§ **Requirements**:
[a] Can you write down the kindergarten essay word for word, from "I didn’t cry" to "being a BAD mom?"?
[b] Could you carry the essay about a daughter starting kindergarten forward from the point where it stops?

As I gaze upon my growing 5-year-old daughter, and hold on tight for dear life, the memories I’m trying to store in my head, I think to myself – how did we get here so fast? Have you ever tried to stop and think about your fondest memories of your toddler being a baby? Or have you ever scrolled through every single photo of her infant stage knowing good and well you’ve done it a hundred times? And, thanks to Snapchat memories, I feel the butterflies in my stomach every time I play old videos of her wiggling around my tummy while I was pregnant. I’m basically an emotional train wreck because she will be entering Kindergarten in the fall.

Team No Regrets

We made the decision to place my eldest in preschool when she was 3 years-old because we were excited for her to get an early jumpstart to her education. She was ready, I was ready and we had ZERO regrets – I didn’t even question preschool. The #firstdayofschool photos were all smiles and I still remember asking her if she wanted me to stay a bit. She giggled and said “bye, mom.” Her words gave me confidence. It was the right decision. She was incredibly happy.

Now that I’m preparing my body, mind and spirit for Kinder, I can’t make sense of why my feelings are going a bit out of whack. Why now, that she’s been in school for 2 years, do I suddenly want to say, no more school just stay home and cuddle with me every morning? Meanwhile, she talks about Kinder daily as we are approaching just the last few weeks of school. Her face lights up knowing she’ll be on the “big playground now.” How she’ll soon be reading and writing notes to her friends. Then, just a few days ago, she said “and I’ll be a great big sister at school, mom.” Yes, that’s the cherry on top. Not only do I have a soon-to-be Kindergartner…we also have a soon-to-be 3-year-old who has been begging to go to school ever since she first walked hand-in-hand to drop her big sister off at class.

Hello Kinder, Hello Preschool

I didn’t cry the day my 3-year-old went to preschool, but if anyone would like to bet on waterworks the first day I have TWO kids walking into school, well, odds are highly in your favor. Wow, I just got a few tears in my eyes just typing this. If you’re thinking why don’t I just keep her…it’s tough, mama! And, I haven’t made up my mind on it 100%. You see, I’m very thankful for a flexible job but anyone who works from home at any capacity while trying to care for a toddler knows how that goes. I go back and forth a lot – am I being selfish to keep her, should I ignore her desire to go to school? OMG, am I being a BAD mom?

§ **Stored data**:
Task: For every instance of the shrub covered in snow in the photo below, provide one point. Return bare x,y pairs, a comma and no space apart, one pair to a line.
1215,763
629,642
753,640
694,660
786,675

§ **Answers by task**:
[a]
I didn’t cry the day my 3-year-old went to preschool, but if anyone would like to bet on waterworks the first day I have TWO kids walking into school, well, odds are highly in your favor. Wow, I just got a few tears in my eyes just typing this. If you’re thinking why don’t I just keep her…it’s tough, mama! And, I haven’t made up my mind on it 100%. You see, I’m very thankful for a flexible job but anyone who works from home at any capacity while trying to care for a toddler knows how that goes. I go back and forth a lot – am I being selfish to keep her, should I ignore her desire to go to school? OMG, am I being a BAD mom?

[b]
Here’s the skinny – she’s ready. I’m not (yet). But I do know an early start helped our eldest daughter and she had such a great time. I have a handful of mom friends who sent their kiddos to pre-k and gave it 2-thumbs up AND I have friends who skipped Pre-K and gave that 2-thumbs up.

Here are my 3 thoughts as we decide on preschool:

  1. How will I be the best mom I can be? I’m talking about work balance, life balance, small business balance, and whatever else I have going on. I’m jotting it all down.
  2. How can our family benefit from the decision we make? I’m making a list of all the benefits of BOTH. No negatives on this list – it’s not my thing.
  3. If it doesn’t feel right, what can I do or what would be the next steps? If I let her try it out and we both decide it’s not working yet (every child is different), we will happily take a break. I’m deciding that now so I don’t have to stress about what to do later. I also feel more confident in that decision if I have a plan for it now.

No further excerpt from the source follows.